Given task: Output the lines of the entries below as a JSON list of strings, one string per line, with blank lines omitted and the pictures left out.

Data provided:

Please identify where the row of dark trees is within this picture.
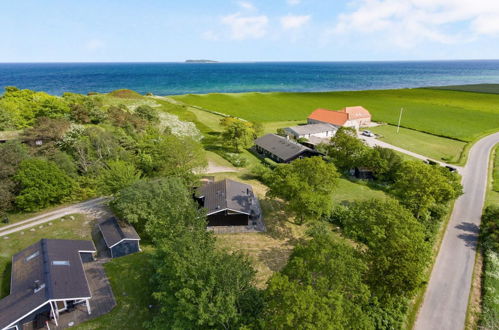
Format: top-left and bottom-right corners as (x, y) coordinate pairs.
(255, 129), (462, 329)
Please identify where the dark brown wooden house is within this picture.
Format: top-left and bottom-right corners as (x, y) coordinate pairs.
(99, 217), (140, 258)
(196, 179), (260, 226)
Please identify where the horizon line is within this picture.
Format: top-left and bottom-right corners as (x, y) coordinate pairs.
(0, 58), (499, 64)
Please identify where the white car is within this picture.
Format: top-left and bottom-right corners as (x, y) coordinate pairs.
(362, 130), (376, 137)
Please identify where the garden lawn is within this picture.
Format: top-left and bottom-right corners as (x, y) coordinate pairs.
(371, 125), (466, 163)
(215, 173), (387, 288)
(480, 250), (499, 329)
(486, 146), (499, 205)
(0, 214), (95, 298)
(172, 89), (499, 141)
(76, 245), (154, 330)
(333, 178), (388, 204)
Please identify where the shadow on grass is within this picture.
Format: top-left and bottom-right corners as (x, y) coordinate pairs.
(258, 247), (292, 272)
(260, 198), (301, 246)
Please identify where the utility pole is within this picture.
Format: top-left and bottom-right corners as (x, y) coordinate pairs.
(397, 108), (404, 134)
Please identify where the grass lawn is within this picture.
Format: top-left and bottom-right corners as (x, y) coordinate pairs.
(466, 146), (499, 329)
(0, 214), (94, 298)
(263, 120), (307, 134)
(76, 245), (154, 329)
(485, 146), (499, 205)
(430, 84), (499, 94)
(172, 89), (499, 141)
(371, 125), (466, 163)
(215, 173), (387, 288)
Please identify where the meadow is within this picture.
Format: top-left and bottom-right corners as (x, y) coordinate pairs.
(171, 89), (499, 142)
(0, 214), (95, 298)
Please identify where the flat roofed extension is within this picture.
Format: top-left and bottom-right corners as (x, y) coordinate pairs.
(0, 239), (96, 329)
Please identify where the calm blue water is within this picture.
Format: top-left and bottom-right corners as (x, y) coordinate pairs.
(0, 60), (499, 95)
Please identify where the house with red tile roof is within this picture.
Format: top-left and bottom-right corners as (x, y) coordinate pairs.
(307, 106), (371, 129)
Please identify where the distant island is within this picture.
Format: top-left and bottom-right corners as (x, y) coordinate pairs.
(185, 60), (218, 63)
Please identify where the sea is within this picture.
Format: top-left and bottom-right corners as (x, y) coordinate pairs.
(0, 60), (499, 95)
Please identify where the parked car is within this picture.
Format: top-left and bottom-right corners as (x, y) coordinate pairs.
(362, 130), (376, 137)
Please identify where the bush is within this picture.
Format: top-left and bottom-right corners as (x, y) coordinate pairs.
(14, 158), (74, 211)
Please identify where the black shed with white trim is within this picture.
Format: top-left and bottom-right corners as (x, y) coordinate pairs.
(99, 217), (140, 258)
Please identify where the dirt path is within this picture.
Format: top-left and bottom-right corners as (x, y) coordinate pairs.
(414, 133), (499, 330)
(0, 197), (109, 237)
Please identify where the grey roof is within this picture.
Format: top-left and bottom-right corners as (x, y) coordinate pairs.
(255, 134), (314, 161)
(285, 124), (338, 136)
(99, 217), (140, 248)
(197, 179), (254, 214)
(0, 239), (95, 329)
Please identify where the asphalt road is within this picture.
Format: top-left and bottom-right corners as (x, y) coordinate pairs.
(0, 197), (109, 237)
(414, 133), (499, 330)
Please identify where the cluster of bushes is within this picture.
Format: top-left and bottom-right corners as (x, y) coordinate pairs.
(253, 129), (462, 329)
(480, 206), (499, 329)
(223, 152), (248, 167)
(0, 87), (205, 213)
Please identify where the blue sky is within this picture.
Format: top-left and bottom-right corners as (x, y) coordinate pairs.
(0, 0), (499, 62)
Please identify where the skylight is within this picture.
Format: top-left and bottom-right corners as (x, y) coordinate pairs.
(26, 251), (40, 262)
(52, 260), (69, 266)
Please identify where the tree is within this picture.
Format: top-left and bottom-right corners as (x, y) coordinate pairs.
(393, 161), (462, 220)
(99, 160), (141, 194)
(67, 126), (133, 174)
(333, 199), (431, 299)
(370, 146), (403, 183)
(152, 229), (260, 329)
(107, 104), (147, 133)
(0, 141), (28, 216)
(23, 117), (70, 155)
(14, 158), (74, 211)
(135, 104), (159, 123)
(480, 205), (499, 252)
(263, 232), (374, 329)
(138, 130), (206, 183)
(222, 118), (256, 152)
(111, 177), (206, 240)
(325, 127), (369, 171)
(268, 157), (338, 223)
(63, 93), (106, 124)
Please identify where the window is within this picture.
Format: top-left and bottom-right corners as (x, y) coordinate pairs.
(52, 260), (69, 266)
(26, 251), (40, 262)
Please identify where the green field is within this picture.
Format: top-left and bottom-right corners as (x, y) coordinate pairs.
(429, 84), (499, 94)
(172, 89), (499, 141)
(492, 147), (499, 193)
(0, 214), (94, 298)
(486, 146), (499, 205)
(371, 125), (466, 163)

Response to this task:
[
  "Please identify where the row of dark trees is within this picture.",
  "Format: top-left and bottom-right corners as (x, y) coordinate pairs.",
  "(255, 129), (462, 329)",
  "Please identify where the dark brown wooden house is within this picture.",
  "Format: top-left and bottom-right corners as (x, y) coordinate pairs.",
  "(99, 217), (140, 258)",
  "(196, 179), (260, 226)",
  "Please identify where the horizon line is within this picture.",
  "Format: top-left and bottom-right corners as (x, y) coordinate pairs.",
  "(0, 58), (499, 64)",
  "Please identify where the white car is within this picture.",
  "Format: top-left and bottom-right corners as (x, y) coordinate pairs.",
  "(362, 130), (376, 137)",
  "Please identify where the garden lawn is within this picture.",
  "Format: top-left and bottom-right corners as (x, y) coordinate pairs.",
  "(371, 125), (466, 163)",
  "(215, 173), (387, 288)",
  "(480, 250), (499, 329)",
  "(486, 146), (499, 205)",
  "(0, 214), (95, 298)",
  "(172, 89), (499, 141)",
  "(76, 245), (154, 330)",
  "(333, 178), (388, 204)",
  "Please identify where the shadow on grass is within this picture.",
  "Format: top-left and bottom-right corners as (x, y) coordinate pairs.",
  "(258, 247), (292, 272)",
  "(260, 198), (301, 246)",
  "Please identify where the utility pole is within this picture.",
  "Format: top-left and bottom-right corners as (x, y) coordinate pairs.",
  "(397, 108), (404, 134)",
  "Please identify where the grass lawn is within this picture.",
  "Format: top-left and bottom-right corners as (x, y) coordinate pairs.",
  "(466, 146), (499, 329)",
  "(0, 214), (94, 298)",
  "(263, 120), (307, 134)",
  "(76, 245), (154, 329)",
  "(485, 146), (499, 205)",
  "(430, 84), (499, 94)",
  "(172, 89), (499, 141)",
  "(371, 125), (466, 163)",
  "(215, 173), (387, 288)",
  "Please identify where the meadow is within this picture.",
  "Format: top-left and bottom-right corners as (x, y) coordinate pairs.",
  "(171, 89), (499, 142)",
  "(0, 214), (95, 298)",
  "Please identify where the flat roofed extension is within this picture.",
  "Format: top-left and bottom-right corners as (x, y) coordinate pairs.",
  "(0, 239), (96, 329)",
  "Please identify where the calm blue water is within this picture.",
  "Format: top-left and bottom-right corners as (x, y) coordinate pairs.",
  "(0, 60), (499, 95)",
  "Please identify where the house with red tile roof is within this picture.",
  "Format: top-left and bottom-right corners as (x, y) coordinate pairs.",
  "(307, 106), (371, 129)",
  "Please identify where the distant island is within this picture.",
  "Format: top-left and bottom-right corners as (x, y) coordinate pairs.",
  "(185, 60), (218, 63)",
  "Please identify where the sea is within this picture.",
  "Format: top-left and bottom-right corners as (x, y) coordinate pairs.",
  "(0, 60), (499, 95)",
  "Please identify where the parked car is within this picture.",
  "Format: top-left and bottom-right corners as (x, y) coordinate pairs.",
  "(362, 130), (376, 137)",
  "Please identify where the bush is within this picture.",
  "Format: top-left and bottom-right corners as (x, y) coordinate pairs.",
  "(14, 158), (74, 211)",
  "Please identify where the black shed with white trim is within this picture.",
  "Format: top-left and bottom-right corners as (x, y) coordinate pairs.",
  "(99, 217), (140, 258)",
  "Please identify where the dirt path is within this picture.",
  "Format: top-left and bottom-right corners as (x, y) coordinate pairs.",
  "(414, 133), (499, 330)",
  "(0, 197), (109, 237)",
  "Please identify where the grey roof is within this picture.",
  "Format: top-left and bottom-right corners as (x, y) coordinate pairs.",
  "(255, 134), (314, 161)",
  "(285, 124), (338, 136)",
  "(99, 217), (140, 248)",
  "(197, 179), (254, 214)",
  "(0, 239), (95, 329)",
  "Please identify where the asphalt road is within this picture.",
  "Format: top-left and bottom-right corners as (x, y) coordinate pairs.",
  "(0, 197), (109, 237)",
  "(414, 133), (499, 330)",
  "Please identify where the cluster of bushes is within this picture.",
  "Format: top-left and bottom-right corners as (x, y) coordinate pairs.",
  "(253, 129), (462, 329)",
  "(480, 206), (499, 329)",
  "(223, 152), (248, 167)",
  "(0, 87), (205, 213)",
  "Please identify where the blue sky is within this picture.",
  "Format: top-left and bottom-right corners as (x, y) coordinate pairs.",
  "(0, 0), (499, 62)",
  "Please identify where the skylight is within this picture.",
  "Format: top-left and bottom-right corners as (x, y) coordinate pairs.",
  "(26, 251), (40, 262)",
  "(52, 260), (69, 266)",
  "Please identify where the tree is within this picture.",
  "Format: top-left and bottom-right corners as (x, y) coordinate pairs.",
  "(393, 161), (462, 220)",
  "(99, 160), (141, 194)",
  "(67, 126), (133, 174)",
  "(333, 199), (431, 299)",
  "(370, 146), (403, 183)",
  "(152, 229), (260, 329)",
  "(107, 104), (147, 133)",
  "(0, 141), (28, 216)",
  "(23, 117), (70, 155)",
  "(14, 158), (74, 211)",
  "(135, 104), (159, 123)",
  "(480, 205), (499, 252)",
  "(263, 232), (374, 329)",
  "(138, 130), (206, 183)",
  "(222, 118), (256, 152)",
  "(111, 177), (206, 240)",
  "(325, 127), (369, 171)",
  "(268, 157), (338, 223)",
  "(63, 93), (106, 124)",
  "Please identify where the window is within this picture.",
  "Format: top-left and bottom-right corners as (x, y) coordinate pairs.",
  "(52, 260), (69, 266)",
  "(26, 251), (40, 262)",
  "Please identify where the green field is within this picture.",
  "Format: top-left and bottom-right corners as (x, y) coordinate pairs.",
  "(429, 84), (499, 94)",
  "(172, 89), (499, 141)",
  "(492, 147), (499, 193)",
  "(0, 214), (94, 298)",
  "(486, 146), (499, 205)",
  "(371, 125), (466, 163)"
]